— Written instruction —
Write out the lines below as a numbered list, leaving out the blank lines.

— Stored records —

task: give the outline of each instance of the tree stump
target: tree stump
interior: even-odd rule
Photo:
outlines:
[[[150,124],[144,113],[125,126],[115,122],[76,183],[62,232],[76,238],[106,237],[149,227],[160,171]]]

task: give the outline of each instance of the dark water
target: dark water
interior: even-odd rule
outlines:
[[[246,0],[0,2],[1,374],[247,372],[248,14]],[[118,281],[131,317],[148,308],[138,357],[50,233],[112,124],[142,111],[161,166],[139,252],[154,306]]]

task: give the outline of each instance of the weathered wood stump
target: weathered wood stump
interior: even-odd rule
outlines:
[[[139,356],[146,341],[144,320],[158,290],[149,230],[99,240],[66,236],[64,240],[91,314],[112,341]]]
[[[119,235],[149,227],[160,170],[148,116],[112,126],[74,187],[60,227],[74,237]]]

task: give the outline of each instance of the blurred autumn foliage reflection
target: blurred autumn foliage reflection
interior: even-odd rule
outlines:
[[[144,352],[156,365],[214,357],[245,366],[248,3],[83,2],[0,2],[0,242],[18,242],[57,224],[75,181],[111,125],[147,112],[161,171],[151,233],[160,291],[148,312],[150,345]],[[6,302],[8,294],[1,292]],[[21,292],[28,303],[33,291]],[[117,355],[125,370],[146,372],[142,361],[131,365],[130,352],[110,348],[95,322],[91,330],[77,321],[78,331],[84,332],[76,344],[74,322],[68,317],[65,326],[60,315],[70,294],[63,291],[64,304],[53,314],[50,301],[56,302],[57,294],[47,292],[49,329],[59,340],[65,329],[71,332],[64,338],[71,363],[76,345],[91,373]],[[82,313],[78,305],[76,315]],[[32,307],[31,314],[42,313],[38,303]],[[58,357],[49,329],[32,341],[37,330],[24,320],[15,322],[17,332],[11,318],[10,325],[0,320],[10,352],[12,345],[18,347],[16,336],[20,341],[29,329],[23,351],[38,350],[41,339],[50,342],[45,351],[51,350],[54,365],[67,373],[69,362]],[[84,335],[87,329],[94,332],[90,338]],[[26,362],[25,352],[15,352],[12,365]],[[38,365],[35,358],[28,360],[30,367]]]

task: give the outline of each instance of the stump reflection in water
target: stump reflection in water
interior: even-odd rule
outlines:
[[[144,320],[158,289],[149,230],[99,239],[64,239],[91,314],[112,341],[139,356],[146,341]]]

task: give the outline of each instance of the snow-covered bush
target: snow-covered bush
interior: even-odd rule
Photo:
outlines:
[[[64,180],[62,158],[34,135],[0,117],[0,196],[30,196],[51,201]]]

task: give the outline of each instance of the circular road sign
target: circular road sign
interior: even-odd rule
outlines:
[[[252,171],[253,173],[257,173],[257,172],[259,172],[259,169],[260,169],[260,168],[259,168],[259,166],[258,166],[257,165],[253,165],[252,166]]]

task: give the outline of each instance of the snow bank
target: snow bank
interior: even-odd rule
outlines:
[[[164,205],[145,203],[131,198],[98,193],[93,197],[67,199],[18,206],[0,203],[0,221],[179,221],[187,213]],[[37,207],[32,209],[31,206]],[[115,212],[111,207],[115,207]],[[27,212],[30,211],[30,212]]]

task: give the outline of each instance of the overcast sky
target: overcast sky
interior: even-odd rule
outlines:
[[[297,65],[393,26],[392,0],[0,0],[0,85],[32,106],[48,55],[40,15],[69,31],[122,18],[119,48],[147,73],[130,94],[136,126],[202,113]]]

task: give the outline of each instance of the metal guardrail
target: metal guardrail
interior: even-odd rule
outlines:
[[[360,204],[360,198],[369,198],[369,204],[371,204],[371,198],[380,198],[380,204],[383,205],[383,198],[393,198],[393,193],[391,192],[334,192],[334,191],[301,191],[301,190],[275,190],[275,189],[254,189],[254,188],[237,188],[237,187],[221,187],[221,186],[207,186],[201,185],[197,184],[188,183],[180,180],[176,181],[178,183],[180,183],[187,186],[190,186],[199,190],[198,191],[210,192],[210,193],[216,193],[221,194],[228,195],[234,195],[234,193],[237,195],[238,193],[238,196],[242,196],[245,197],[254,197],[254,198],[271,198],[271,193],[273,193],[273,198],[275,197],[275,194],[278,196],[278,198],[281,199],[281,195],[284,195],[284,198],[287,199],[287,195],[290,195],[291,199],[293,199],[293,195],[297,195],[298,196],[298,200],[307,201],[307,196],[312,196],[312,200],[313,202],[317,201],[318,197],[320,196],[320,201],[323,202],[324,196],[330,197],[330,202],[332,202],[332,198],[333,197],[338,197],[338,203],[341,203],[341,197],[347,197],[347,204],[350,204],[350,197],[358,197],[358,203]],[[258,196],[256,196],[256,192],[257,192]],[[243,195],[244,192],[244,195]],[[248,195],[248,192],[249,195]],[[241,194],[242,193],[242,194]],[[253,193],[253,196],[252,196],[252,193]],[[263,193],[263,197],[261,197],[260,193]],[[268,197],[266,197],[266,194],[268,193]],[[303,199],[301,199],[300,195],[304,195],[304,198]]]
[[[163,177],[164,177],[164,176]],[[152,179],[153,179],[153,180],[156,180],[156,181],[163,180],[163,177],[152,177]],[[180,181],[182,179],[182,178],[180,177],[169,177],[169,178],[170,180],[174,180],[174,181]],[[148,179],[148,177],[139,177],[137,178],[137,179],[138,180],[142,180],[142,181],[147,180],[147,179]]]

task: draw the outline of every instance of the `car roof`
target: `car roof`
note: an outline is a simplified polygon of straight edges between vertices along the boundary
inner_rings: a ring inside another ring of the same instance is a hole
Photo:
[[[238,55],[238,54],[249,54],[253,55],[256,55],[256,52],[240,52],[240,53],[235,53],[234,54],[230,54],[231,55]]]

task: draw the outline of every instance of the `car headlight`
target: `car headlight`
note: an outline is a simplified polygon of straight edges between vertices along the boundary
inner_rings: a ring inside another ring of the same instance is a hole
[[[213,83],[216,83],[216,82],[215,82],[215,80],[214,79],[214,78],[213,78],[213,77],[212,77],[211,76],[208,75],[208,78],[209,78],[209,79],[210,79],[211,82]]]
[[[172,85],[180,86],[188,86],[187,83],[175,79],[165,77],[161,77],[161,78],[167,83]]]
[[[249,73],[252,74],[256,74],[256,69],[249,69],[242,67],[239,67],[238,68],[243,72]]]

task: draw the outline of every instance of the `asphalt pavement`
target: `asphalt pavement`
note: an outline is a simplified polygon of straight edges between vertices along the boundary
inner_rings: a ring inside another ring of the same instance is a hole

— Correct result —
1. task: give the outline of each instance of the tree stump
2. target: tree stump
3. interior: even-odd rule
4. Photo:
5. outlines:
6. [[[150,124],[144,113],[125,126],[115,122],[76,183],[62,232],[76,238],[106,237],[149,227],[160,171]]]
7. task: give the outline of each instance of the dark water
8. target: dark water
9. interior: even-odd rule
10. outlines:
11. [[[246,0],[0,2],[1,374],[247,372],[248,14]],[[118,281],[131,317],[148,308],[138,357],[50,233],[112,124],[142,111],[161,166],[139,252],[154,306]]]
12. task: give the outline of each instance of the weathered wood stump
13. target: weathered wood stump
14. interior: even-odd rule
15. outlines:
16. [[[139,356],[146,341],[144,320],[158,290],[149,230],[99,240],[66,236],[64,240],[91,314],[112,341]]]
17. [[[119,235],[149,227],[160,170],[148,116],[112,126],[74,187],[60,227],[74,237]]]
18. task: give the outline of each instance of the blurred autumn foliage reflection
19. target: blurred autumn foliage reflection
20. interior: even-odd rule
21. outlines:
22. [[[144,352],[156,365],[214,357],[245,366],[248,3],[83,2],[0,2],[0,242],[18,242],[57,224],[75,181],[111,125],[147,112],[161,171],[151,233],[160,291],[148,312],[150,345]],[[6,302],[8,294],[1,292]],[[21,292],[28,303],[33,291]],[[117,355],[125,370],[146,372],[142,361],[131,365],[130,352],[110,348],[95,322],[91,330],[77,321],[78,331],[84,332],[76,344],[74,322],[68,317],[65,326],[60,315],[70,294],[63,291],[64,304],[53,314],[50,301],[56,302],[57,294],[47,292],[49,329],[59,340],[65,329],[71,332],[64,338],[71,363],[76,345],[91,373]],[[82,313],[78,305],[76,315]],[[32,307],[31,314],[42,313],[38,303]],[[58,357],[49,329],[32,341],[37,330],[24,320],[15,322],[17,332],[11,318],[10,325],[0,320],[10,352],[12,345],[18,347],[16,336],[20,341],[29,329],[23,351],[38,350],[41,339],[50,342],[45,351],[51,350],[54,365],[67,373],[69,362]],[[84,335],[87,329],[94,332],[90,338]],[[26,362],[25,352],[15,352],[12,365]],[[38,365],[35,358],[28,360],[30,367]]]
23. task: give the outline of each instance of the stump reflection in water
24. target: stump reflection in water
25. interior: even-odd rule
26. outlines:
27. [[[144,320],[158,289],[149,230],[99,239],[64,239],[91,314],[112,341],[139,356],[146,341]]]
28. task: give the outline of each instance of the snow-covered bush
29. target: snow-covered bush
30. interior: even-odd rule
31. Photo:
32. outlines:
33. [[[64,180],[62,158],[34,135],[0,117],[0,196],[30,196],[51,201]]]
34. task: give the outline of each instance of the circular road sign
35. target: circular road sign
36. interior: even-odd rule
37. outlines:
38. [[[252,171],[253,173],[257,173],[257,172],[259,172],[259,169],[260,169],[260,168],[259,168],[259,166],[258,166],[257,165],[253,165],[252,166]]]
39. task: give the outline of each instance of the snow bank
40. target: snow bank
41. interior: even-odd rule
42. outlines:
43. [[[164,205],[145,203],[131,198],[98,193],[93,197],[67,199],[18,206],[0,203],[0,221],[179,221],[187,213]],[[37,207],[32,209],[31,206]],[[115,212],[111,207],[115,207]],[[27,212],[30,211],[30,212]]]
44. task: give the outline of each instance of the overcast sky
45. target: overcast sky
46. interior: even-odd rule
47. outlines:
48. [[[297,65],[393,26],[392,0],[0,0],[0,85],[32,106],[48,55],[40,15],[69,31],[122,18],[119,48],[147,73],[130,94],[136,126],[202,113]]]
49. task: give the outline of each instance of the metal guardrail
50. target: metal guardrail
51. interior: even-odd rule
52. outlines:
53. [[[360,204],[360,198],[369,198],[369,204],[371,204],[371,198],[380,198],[380,204],[383,205],[383,198],[393,198],[393,193],[391,192],[334,192],[334,191],[301,191],[301,190],[275,190],[275,189],[254,189],[254,188],[237,188],[237,187],[221,187],[221,186],[207,186],[201,185],[197,184],[188,183],[180,180],[176,181],[178,183],[180,183],[187,186],[190,186],[199,190],[198,191],[210,192],[210,193],[216,193],[221,194],[228,195],[234,195],[234,193],[237,195],[238,193],[238,196],[242,196],[245,197],[254,197],[254,198],[271,198],[271,193],[273,193],[273,198],[275,197],[275,194],[278,196],[278,198],[281,199],[281,195],[284,195],[284,198],[287,199],[287,195],[290,195],[291,199],[293,199],[293,195],[297,195],[298,196],[298,200],[307,201],[307,196],[312,196],[312,200],[313,202],[317,201],[318,197],[320,196],[320,201],[323,202],[324,196],[330,197],[330,202],[332,202],[332,198],[333,197],[338,197],[338,203],[341,203],[341,197],[347,197],[347,204],[350,204],[350,197],[358,197],[358,203]],[[258,196],[256,196],[256,192],[257,192]],[[243,195],[244,192],[244,195]],[[248,195],[248,192],[249,195]],[[241,194],[242,193],[242,194]],[[253,193],[253,196],[252,196],[252,193]],[[263,193],[263,197],[261,197],[260,193]],[[268,197],[266,197],[266,194],[268,193]],[[303,199],[301,199],[300,195],[304,195],[304,198]]]
54. [[[163,177],[164,177],[164,176]],[[152,179],[153,179],[153,180],[156,180],[156,181],[163,180],[163,177],[152,177]],[[180,181],[182,179],[182,178],[180,177],[169,177],[169,178],[170,180],[174,180],[174,181]],[[148,179],[148,177],[139,177],[137,178],[137,179],[138,180],[142,180],[142,181],[147,180],[147,179]]]
55. task: draw the outline of every instance of the `car roof`
56. target: `car roof`
57. note: an outline is a simplified polygon of straight edges between vertices along the boundary
58. inner_rings: a ring inside another ring of the same instance is a hole
59. Photo:
60. [[[238,55],[238,54],[249,54],[253,55],[256,55],[256,52],[240,52],[240,53],[235,53],[234,54],[230,54],[231,55]]]
61. task: draw the outline of every instance of the `car headlight`
62. target: `car headlight`
63. note: an outline is a simplified polygon of straight edges between vertices along the boundary
64. inner_rings: a ring inside another ring of the same instance is a hole
65. [[[213,83],[216,83],[216,82],[215,82],[215,80],[214,79],[214,78],[213,78],[213,77],[212,77],[211,76],[208,75],[208,78],[209,78],[209,79],[210,79],[211,82]]]
66. [[[172,85],[180,86],[188,86],[187,83],[175,79],[165,77],[161,77],[161,78],[167,83]]]
67. [[[249,73],[252,74],[256,74],[256,69],[249,69],[242,67],[239,67],[238,68],[243,72]]]
68. task: draw the outline of every instance of the `asphalt pavement`
69. target: `asphalt pavement`
70. note: an outline is a simplified polygon of straight edges between vertices along the boundary
71. inner_rings: a ring inside another ring of the same instance is a hole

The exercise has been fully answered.